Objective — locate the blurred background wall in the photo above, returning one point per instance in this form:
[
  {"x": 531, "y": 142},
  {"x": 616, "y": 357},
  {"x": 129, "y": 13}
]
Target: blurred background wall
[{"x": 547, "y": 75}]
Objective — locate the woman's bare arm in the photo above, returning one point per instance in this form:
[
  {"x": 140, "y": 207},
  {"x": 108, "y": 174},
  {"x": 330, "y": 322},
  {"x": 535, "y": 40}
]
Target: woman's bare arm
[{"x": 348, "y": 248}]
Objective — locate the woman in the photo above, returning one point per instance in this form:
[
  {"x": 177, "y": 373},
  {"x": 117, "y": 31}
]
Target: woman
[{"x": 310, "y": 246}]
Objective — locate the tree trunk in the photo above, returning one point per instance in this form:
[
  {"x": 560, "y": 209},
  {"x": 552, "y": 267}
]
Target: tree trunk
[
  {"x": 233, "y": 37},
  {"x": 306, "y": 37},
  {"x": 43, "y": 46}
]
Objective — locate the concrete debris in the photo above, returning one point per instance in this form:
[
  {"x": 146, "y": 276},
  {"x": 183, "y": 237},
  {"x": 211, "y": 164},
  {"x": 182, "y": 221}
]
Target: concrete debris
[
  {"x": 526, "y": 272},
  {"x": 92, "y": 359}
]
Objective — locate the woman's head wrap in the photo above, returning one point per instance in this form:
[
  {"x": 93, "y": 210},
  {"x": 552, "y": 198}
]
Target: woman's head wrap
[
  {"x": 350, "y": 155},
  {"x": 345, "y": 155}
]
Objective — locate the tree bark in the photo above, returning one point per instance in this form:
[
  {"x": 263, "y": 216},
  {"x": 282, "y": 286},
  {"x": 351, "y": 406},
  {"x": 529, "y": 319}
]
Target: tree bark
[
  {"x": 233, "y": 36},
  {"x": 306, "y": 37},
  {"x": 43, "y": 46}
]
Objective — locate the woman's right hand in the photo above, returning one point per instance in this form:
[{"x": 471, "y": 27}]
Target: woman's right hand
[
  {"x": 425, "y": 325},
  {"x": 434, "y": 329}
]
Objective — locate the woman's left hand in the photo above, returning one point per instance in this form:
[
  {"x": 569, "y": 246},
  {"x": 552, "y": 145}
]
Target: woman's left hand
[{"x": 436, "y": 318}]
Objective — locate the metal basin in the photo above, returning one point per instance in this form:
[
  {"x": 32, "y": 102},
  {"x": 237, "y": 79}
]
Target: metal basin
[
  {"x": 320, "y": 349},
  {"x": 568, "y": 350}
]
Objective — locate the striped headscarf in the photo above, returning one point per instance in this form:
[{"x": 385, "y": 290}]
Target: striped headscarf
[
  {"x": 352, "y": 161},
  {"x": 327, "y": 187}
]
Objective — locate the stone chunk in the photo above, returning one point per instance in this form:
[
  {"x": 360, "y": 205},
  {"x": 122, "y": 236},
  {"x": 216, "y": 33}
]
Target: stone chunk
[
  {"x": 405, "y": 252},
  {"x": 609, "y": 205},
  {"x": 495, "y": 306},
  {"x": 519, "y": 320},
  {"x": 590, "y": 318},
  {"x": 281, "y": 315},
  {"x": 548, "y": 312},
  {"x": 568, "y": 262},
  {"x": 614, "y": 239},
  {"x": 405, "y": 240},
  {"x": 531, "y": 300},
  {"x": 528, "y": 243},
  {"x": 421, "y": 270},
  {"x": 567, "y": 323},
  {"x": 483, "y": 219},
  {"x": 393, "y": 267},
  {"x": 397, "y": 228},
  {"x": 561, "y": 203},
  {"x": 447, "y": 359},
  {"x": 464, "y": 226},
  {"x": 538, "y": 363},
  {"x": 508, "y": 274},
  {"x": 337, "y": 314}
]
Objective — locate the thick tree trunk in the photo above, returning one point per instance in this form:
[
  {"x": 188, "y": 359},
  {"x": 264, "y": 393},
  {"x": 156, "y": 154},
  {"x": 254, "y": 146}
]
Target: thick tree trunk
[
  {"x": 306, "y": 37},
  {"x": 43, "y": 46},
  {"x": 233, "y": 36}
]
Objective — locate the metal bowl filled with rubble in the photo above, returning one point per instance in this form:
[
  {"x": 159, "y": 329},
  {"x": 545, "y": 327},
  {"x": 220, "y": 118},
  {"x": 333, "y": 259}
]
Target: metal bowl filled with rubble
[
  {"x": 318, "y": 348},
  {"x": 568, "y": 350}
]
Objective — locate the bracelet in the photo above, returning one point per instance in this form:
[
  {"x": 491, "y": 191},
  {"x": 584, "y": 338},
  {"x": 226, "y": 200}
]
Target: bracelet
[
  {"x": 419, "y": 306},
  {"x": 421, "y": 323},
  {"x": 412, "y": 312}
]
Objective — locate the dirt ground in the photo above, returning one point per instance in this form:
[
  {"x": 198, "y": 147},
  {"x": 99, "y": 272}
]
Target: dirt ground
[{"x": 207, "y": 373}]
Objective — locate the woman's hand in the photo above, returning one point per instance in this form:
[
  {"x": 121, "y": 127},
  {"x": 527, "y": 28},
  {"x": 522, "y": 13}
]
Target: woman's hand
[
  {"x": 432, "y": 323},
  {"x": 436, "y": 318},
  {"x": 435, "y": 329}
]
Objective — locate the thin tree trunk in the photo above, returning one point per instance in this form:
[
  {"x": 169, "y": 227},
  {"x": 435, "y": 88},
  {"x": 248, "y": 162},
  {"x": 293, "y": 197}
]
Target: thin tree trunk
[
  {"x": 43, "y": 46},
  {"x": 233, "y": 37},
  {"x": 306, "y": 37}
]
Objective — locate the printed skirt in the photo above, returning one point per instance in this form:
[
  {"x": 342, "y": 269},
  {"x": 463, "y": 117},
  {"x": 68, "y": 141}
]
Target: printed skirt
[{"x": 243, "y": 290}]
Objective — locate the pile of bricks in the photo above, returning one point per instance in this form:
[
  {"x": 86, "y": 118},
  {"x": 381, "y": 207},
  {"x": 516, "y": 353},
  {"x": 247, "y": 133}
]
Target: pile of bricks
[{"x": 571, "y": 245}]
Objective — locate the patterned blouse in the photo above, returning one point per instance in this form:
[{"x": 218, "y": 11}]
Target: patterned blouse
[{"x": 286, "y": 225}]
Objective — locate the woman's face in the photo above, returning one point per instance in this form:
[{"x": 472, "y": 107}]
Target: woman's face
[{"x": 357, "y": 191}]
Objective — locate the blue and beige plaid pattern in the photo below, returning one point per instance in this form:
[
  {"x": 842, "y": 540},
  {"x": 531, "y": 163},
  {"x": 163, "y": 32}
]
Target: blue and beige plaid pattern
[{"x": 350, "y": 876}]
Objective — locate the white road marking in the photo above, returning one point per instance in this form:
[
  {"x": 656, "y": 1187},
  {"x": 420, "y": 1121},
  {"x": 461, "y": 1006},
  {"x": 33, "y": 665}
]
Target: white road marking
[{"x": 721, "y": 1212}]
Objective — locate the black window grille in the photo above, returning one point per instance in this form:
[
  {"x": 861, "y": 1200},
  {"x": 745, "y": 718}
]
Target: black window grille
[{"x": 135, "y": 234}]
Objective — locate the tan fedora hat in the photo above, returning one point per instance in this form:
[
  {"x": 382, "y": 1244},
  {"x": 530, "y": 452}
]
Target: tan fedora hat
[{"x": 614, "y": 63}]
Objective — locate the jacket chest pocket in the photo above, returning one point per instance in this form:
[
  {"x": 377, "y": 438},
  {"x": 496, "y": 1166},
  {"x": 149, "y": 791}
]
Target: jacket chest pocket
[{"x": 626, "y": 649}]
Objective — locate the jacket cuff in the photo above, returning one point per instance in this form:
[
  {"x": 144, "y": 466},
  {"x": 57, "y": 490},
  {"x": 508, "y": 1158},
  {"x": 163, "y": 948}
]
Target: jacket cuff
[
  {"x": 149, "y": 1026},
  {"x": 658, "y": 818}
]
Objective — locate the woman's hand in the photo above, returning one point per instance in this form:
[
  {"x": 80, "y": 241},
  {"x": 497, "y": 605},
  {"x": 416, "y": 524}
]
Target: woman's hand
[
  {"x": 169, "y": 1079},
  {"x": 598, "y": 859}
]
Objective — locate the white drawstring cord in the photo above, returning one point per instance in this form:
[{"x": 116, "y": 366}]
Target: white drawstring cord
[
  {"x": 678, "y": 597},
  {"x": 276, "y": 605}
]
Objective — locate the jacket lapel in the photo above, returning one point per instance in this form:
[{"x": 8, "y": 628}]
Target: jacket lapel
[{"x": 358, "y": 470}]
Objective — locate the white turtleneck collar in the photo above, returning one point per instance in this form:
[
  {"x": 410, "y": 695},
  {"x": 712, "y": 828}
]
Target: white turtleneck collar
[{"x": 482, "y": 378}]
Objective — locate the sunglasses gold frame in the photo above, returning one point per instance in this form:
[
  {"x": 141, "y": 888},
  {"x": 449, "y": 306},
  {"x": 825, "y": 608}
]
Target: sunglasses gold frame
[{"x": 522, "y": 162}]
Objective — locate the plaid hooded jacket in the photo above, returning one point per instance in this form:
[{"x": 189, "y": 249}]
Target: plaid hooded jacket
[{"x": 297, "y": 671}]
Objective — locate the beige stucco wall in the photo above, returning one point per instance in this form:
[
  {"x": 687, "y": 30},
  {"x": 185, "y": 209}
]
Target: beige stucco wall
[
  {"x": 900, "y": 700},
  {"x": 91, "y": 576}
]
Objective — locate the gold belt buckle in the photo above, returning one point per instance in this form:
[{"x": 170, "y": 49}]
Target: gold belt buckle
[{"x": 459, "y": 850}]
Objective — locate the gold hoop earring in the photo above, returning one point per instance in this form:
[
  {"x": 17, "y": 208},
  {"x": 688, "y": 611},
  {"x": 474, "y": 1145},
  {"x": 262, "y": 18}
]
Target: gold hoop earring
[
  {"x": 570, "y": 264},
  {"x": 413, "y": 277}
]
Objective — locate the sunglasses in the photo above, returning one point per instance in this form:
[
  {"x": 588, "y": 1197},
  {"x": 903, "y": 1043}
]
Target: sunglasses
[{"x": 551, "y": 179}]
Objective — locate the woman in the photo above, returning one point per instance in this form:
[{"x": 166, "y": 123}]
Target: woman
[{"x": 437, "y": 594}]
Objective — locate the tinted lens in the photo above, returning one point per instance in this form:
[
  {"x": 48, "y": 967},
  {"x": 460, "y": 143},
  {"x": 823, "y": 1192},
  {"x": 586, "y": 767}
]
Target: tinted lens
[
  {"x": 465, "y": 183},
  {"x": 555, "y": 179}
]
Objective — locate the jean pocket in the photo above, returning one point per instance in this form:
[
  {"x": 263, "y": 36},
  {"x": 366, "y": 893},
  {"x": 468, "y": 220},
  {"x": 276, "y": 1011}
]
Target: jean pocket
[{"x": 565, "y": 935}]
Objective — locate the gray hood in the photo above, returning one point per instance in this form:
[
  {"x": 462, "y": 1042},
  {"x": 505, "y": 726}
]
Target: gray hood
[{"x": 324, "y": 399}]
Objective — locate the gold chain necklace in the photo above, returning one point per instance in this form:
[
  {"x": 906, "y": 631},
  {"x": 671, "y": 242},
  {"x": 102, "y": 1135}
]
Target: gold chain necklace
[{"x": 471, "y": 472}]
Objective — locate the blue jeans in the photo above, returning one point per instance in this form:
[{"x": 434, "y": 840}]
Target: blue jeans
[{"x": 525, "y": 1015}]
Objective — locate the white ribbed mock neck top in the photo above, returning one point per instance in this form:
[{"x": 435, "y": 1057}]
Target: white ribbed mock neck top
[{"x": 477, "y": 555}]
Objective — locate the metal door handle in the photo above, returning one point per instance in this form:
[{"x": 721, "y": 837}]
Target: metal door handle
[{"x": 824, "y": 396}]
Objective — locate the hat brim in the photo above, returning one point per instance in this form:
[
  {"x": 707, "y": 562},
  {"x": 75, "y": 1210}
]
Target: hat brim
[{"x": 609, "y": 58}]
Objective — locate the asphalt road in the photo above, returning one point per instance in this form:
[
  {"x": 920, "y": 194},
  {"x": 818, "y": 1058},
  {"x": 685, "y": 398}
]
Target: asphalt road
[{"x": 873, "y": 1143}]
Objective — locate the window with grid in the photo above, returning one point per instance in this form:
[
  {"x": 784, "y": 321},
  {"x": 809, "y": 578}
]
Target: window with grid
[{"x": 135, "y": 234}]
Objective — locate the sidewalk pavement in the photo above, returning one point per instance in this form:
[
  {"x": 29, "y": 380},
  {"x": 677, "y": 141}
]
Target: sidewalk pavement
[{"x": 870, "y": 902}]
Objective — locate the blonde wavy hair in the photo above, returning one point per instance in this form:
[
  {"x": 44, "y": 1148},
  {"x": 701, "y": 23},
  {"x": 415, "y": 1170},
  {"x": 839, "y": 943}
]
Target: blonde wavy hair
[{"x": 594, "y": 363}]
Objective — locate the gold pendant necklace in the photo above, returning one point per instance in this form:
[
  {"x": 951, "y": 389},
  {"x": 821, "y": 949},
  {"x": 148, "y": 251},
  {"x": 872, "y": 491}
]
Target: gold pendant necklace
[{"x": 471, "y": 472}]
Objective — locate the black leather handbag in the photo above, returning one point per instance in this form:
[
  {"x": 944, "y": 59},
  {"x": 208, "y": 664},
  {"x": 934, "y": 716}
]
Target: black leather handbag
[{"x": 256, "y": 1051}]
──────
◆ **WHAT THE TASK ASKS**: Nothing but the lines from the one with "Objective — locate the metal door" through the last line should be repeated, each exactly as it stands.

◆ **THE RESULT**:
Objective — locate the metal door handle in the photo above, returning one point per instance in this form:
[{"x": 721, "y": 837}]
Target: metal door handle
[{"x": 824, "y": 396}]
Objective — locate the hat brim in the photo above, returning one point per instance in this form:
[
  {"x": 707, "y": 562},
  {"x": 75, "y": 1210}
]
Target: hat brim
[{"x": 609, "y": 58}]
Objective — locate the asphalt road in the photo above, returning one point per instance in this form:
[
  {"x": 920, "y": 194},
  {"x": 818, "y": 1058},
  {"x": 685, "y": 398}
]
Target: asphalt road
[{"x": 873, "y": 1143}]
Objective — locate the window with grid in the photo above, returning one point per instance in this form:
[
  {"x": 784, "y": 321},
  {"x": 809, "y": 578}
]
Target: window with grid
[{"x": 135, "y": 234}]
Objective — locate the sidewalk pavement in the photo above, returning one point per instance in this form:
[
  {"x": 29, "y": 380},
  {"x": 677, "y": 141}
]
Target: sidewalk pavement
[{"x": 870, "y": 902}]
Objective — locate the blonde wavy hair in the photo above, returning one point per instance in this form:
[
  {"x": 44, "y": 1148},
  {"x": 701, "y": 23},
  {"x": 415, "y": 1170},
  {"x": 839, "y": 943}
]
Target: blonde wavy hair
[{"x": 594, "y": 363}]
Objective — locate the gold pendant necklace in the photo above, returning one point per instance in this form:
[
  {"x": 951, "y": 389},
  {"x": 821, "y": 949},
  {"x": 148, "y": 251},
  {"x": 872, "y": 491}
]
Target: gold pendant necklace
[{"x": 471, "y": 472}]
Objective — locate the black leather handbag in the photo above, returning one point per instance in this form:
[
  {"x": 944, "y": 59},
  {"x": 208, "y": 664},
  {"x": 934, "y": 716}
]
Target: black leather handbag
[{"x": 256, "y": 1051}]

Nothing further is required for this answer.